> [Text excerpt]
Tim Durkee: My favorite first issue is Justice League. I’m referring to the 1987 series written by Keith Giffen and J.M. DeMatteis with pencils by Kevin Maguire. I was always a fan of the JLA, even the Detroit era. DC’s ads (featuring a picture of the cover of the first issue) for the book had me anticipating the release, and I was not disappointed after that long – or what seemed to be a long – wait for the release. Everything about that cover just teased the readers that this was going to be a very different JLA book than what we were used to. I knew it was going to be a fun title; I don’t know how I knew that as I did not have any inside information about it. I followed the book seriously for about two- dozen issues and then casually for another two dozen. The cover is still one of my favorites, and the first 24 issues along with the first two annuals are in my “Forever Box: not for sale, not for trade.” Yes, I do have several of those. Just the right amount of action, along with a well-written cast makes this version a great read. Grab a copy of the first issue and see for yourself.

Logan Polk: This might be the hardest comic book related question anyone’s ever asked me. My collection is filled with first issues to series, many of which never saw a proper end, with just as many that are nothing but relaunches for book that needed a sales bump. To pick my favorite? That’s a Herculean task of the geeky kind.

The obvious choice is probably X-Force #1. I know, I know; typical ‘90s comic, Liefeld, blah blah, but like I said in last week’s QT, it was Cable that pulled me completely in to the world of comics. Still, other than the cover, I don’t actually remember too much about that first issue. Probably because I didn’t read it until months after it hit the stands, possibly a year.

Qualifying something as your favorite would mean it would have to have had an impact, making itself memorable in a significant way. That narrows down the choices a great deal, and the first #1 issue I recall doing that was The Maxx #1 by Sam Kieth and William Messner-Loebs. I still remember opening that book and being both perplexed and thoroughly engaged by the dialogue and the pseudo-superheroics of Kieth’s Br'er Lappin; the juxtaposition of his grimy cityscape and The Outback, the way his characters weren’t action figures (outside of Maxx that is), the opening monologue from his cardboard box, the ride in the police car, the introductions of Julie, Gone and those creepy Isz. It’s a series I’ve owned in multiple formats, and that first issue has never gone out of my mind.

> [Extracted information]

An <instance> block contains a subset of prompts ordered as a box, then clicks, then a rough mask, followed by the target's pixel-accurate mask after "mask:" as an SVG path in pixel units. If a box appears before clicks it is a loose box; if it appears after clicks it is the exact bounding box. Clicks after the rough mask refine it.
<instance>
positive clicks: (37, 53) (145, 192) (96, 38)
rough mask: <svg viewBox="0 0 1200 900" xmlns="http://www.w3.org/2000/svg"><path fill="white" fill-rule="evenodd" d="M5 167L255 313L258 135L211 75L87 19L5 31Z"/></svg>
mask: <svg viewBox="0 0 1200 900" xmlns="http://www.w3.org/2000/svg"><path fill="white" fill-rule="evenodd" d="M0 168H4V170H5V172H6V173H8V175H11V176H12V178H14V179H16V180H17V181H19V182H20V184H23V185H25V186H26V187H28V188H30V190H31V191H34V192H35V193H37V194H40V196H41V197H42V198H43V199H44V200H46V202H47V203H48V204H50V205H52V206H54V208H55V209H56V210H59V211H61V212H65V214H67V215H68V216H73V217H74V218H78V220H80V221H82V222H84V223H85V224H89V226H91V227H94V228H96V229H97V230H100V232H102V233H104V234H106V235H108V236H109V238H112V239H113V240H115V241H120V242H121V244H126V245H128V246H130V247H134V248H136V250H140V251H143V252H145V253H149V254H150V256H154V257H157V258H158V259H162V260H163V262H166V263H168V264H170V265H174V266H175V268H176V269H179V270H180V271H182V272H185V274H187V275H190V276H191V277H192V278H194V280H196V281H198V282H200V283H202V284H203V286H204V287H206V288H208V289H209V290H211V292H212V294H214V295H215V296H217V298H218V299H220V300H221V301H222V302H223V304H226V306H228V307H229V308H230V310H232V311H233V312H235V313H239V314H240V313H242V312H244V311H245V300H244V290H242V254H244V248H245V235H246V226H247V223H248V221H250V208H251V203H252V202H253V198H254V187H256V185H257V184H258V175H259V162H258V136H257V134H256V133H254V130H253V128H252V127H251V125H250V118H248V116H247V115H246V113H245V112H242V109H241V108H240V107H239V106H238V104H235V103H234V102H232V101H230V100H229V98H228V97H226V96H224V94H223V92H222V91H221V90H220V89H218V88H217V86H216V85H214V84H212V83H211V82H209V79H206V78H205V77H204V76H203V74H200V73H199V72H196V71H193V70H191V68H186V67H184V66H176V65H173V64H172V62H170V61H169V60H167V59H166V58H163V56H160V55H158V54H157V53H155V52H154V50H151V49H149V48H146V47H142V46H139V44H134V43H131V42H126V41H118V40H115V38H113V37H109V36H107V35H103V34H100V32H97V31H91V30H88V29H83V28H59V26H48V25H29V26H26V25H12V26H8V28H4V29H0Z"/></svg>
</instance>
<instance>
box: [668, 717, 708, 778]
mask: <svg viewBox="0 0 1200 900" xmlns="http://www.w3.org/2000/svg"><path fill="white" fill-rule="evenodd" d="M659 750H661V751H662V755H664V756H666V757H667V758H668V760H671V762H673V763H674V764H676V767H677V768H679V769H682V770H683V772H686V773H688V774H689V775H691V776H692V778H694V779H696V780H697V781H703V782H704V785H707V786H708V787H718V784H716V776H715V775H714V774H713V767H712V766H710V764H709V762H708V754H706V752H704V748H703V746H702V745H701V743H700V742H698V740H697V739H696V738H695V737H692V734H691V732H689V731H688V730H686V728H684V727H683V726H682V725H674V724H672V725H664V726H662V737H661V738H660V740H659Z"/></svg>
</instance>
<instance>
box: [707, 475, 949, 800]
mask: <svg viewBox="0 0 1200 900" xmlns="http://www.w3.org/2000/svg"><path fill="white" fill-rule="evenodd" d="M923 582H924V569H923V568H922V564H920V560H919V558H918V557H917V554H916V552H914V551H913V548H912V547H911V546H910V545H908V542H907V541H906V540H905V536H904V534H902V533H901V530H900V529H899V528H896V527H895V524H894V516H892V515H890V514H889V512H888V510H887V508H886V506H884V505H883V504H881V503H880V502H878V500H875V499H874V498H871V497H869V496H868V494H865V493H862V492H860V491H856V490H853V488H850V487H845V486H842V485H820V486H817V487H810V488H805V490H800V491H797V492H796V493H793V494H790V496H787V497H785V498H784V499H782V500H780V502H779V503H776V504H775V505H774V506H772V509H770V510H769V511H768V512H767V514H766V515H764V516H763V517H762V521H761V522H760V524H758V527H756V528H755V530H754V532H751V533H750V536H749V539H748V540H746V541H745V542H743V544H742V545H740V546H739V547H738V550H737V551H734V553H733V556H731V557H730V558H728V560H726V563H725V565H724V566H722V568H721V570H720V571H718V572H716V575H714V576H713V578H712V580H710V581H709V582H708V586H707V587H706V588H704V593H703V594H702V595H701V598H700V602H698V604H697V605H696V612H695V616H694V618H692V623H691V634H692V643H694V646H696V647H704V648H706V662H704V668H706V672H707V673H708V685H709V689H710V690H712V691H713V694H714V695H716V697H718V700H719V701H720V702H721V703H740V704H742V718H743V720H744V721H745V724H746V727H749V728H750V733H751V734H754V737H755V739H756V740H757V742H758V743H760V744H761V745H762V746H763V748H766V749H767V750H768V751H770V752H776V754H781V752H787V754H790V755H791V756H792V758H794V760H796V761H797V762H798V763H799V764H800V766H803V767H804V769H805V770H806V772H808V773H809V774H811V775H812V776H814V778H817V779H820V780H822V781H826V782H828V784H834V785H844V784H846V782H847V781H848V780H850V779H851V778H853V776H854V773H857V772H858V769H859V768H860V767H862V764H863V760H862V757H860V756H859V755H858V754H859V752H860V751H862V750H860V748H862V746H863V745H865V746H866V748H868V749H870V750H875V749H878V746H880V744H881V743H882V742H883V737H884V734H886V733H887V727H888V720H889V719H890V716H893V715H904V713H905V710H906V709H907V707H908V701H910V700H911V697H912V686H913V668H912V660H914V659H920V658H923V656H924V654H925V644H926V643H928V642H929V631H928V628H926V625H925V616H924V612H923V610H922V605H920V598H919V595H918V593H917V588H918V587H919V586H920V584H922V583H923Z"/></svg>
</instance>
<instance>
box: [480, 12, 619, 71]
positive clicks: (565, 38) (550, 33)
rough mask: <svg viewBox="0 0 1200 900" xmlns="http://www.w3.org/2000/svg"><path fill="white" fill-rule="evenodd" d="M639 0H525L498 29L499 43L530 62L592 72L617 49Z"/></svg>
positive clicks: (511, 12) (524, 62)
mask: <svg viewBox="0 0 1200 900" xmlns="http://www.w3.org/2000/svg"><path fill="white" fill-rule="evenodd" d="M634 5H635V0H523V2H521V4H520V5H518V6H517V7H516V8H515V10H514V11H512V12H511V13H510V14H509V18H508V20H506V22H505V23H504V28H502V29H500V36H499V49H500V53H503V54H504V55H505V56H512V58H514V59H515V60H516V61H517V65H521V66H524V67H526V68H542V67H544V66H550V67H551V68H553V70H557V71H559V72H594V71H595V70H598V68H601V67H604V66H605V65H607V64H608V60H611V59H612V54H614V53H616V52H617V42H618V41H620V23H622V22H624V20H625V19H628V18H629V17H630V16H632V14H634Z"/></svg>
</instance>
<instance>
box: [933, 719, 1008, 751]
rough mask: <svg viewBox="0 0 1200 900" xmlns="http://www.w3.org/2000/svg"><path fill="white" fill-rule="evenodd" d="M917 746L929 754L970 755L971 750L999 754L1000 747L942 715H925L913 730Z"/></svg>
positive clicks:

> [What you need to do]
1. Print everything in the favorite first issues text from "The obvious choice" down to "possibly a year.".
2. How many lines of the records contain the string "positive"? Reply with the number only.

> [Task responses]
1.
The obvious choice is probably X-Force #1. I know, I know; typical ‘90s comic, Liefeld, blah blah, but like I said in last week’s QT, it was Cable that pulled me completely in to the world of comics. Still, other than the cover, I don’t actually remember too much about that first issue. Probably because I didn’t read it until months after it hit the stands, possibly a year.

2. 4